#### Ausgewählter Textauszug ####
# Welche Umfrage von Collins findet ihr am Beknacktesten?



## begoodtonite (13 Mai 2011)

Da in letzter Zeit doch eine Schwemme an mehr oder weniger sinnvollen Umfragen eines bestimmten Users auf uns einprasselt...welche hat uns am Wenigsten erfreut!?


----------



## collins (13 Mai 2011)

Hallo Goody,

Du hast leider die Umfrage zu Mirjam Weichselbraun vergessen.
Die fand ich am Schlechtesten,war einfach doof formuliert und wurde zurecht
geschlossen.
Ich übe noch-wie es scheint,immer noch nicht zu Deiner Zufriedenheit.
Würde mich freuen,wenn auch mal etwas für Dich dabei wäre.Aber immerhin
hat meine Flut an Umfragen dazu geführt,dass Du Deine eigene gestartet hast...auf das Ergebnis bin auch ich gespannt.
Ich grüsse Dich ganz herzlich,man liest sich


----------



## Max100 (13 Mai 2011)

collins schrieb:


> Hallo Goody,
> 
> Du hast leider die Umfrage zu Mirjam Weichselbraun vergessen.
> Die fand ich am Schlechtesten,war einfach doof formuliert und wurde zurecht
> ...




Also ich würde es GANZ lassen, ich finde sie alle beknacktunsure98


----------



## syd67 (13 Mai 2011)
####
Schriftliche Aufgabe 1: Finde in den Datensätzen unten jede Zeile mit dem Wort „decorative“ und schreib sie ab. Achte auf Groß- und Kleinschreibung.
#### Ausgewählte Datensätze ####
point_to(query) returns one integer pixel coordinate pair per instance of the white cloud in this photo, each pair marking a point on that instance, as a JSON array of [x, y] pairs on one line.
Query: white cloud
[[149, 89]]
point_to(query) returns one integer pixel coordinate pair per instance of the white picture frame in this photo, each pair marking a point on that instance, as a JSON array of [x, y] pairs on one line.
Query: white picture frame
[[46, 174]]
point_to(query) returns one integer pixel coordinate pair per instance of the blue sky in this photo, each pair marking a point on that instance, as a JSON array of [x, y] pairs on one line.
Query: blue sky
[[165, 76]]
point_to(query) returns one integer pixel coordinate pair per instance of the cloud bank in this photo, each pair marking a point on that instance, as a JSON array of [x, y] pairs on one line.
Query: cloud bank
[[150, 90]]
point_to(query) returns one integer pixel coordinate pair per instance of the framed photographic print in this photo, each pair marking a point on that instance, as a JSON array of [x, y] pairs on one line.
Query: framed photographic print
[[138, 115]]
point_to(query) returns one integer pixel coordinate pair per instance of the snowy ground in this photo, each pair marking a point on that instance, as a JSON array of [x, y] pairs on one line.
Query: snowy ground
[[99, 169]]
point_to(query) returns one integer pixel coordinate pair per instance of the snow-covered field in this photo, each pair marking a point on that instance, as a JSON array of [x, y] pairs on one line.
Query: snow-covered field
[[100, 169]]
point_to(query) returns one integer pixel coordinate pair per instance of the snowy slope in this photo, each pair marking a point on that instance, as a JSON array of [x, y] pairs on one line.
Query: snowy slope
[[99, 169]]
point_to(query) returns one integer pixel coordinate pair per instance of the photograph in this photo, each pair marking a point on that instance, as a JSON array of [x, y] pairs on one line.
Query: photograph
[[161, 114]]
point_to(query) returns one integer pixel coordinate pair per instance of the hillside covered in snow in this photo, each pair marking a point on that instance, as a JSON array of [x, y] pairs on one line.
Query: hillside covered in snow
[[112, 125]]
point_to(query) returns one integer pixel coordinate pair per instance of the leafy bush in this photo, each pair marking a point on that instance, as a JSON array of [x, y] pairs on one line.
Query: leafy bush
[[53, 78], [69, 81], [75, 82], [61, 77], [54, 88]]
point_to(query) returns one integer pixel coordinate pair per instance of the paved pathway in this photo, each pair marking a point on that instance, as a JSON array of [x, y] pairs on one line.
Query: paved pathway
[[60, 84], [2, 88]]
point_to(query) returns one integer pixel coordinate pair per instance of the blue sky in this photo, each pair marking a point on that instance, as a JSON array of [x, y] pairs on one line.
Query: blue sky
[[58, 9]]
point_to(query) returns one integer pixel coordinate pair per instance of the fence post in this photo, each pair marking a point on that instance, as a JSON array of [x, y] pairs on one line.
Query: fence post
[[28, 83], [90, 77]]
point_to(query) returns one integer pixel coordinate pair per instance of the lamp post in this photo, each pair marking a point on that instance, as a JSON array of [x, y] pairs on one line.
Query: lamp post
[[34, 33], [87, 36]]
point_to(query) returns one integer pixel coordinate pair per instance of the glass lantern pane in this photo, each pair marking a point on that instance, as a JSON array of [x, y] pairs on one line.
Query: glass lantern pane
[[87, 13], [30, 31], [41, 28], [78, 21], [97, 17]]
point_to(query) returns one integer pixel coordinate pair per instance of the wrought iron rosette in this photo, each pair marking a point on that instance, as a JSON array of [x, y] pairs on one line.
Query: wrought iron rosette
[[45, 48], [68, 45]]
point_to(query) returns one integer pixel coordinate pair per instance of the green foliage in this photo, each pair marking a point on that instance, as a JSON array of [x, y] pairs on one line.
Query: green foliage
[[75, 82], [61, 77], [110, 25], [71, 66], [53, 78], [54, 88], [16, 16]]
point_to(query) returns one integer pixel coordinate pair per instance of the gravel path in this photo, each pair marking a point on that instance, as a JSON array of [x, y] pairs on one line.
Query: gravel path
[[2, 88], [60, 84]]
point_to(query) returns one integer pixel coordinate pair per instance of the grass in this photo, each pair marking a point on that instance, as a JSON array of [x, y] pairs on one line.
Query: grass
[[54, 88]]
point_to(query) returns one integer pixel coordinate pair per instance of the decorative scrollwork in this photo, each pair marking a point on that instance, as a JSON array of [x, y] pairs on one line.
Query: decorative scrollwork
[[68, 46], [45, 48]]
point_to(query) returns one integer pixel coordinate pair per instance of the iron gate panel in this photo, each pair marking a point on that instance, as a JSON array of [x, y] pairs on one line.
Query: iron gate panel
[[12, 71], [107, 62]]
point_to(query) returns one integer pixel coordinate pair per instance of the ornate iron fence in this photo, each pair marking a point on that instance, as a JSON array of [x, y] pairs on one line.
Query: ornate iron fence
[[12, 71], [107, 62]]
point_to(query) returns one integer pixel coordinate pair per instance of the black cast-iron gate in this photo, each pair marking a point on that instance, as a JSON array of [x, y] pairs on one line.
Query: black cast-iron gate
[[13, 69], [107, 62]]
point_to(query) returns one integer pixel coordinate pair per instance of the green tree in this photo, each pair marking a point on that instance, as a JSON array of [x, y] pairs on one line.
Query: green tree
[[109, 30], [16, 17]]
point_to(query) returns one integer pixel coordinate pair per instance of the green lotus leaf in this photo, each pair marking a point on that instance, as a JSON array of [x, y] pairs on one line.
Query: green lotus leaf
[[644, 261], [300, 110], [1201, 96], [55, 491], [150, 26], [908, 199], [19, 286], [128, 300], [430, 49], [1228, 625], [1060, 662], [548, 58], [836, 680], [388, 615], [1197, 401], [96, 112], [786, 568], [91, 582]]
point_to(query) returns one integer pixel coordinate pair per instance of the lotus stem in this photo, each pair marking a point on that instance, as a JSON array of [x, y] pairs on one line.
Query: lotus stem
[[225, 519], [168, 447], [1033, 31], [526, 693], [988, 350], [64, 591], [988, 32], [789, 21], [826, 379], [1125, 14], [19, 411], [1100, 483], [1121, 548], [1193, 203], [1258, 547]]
####
Schriftliche Aufgabe 2: Setze den Forenthread über die Umfragen von Collins oben nach der letzten Zeile fort.

Richtige Antwort 1:
point_to(query) returns one integer pixel coordinate pair per instance of the decorative scrollwork in this photo, each pair marking a point on that instance, as a JSON array of [x, y] pairs on one line.
Query: decorative scrollwork

Richtige Antwort 2:
dumme umfragen oder nicht ?
was solls ist doch jedem selbst ueberlassen ob man es liesst 
leider hat collins noch keine umfrage gestartet die mich interessieren wuerde
aber bin ziemlich sicher das da noch was kommt


----------



## collins (14 Mai 2011)

syd67 schrieb:


> dumme umfragen oder nicht ?
> was solls ist doch jedem selbst ueberlassen ob man es liesst
> leider hat collins noch keine umfrage gestartet die mich interessieren wuerde
> aber bin ziemlich sicher das da noch was kommt



I do my very best 
Die Umfrage,welche Umfrage Dich interessiert,würde wahrscheinlich noch
schlechter ankommen...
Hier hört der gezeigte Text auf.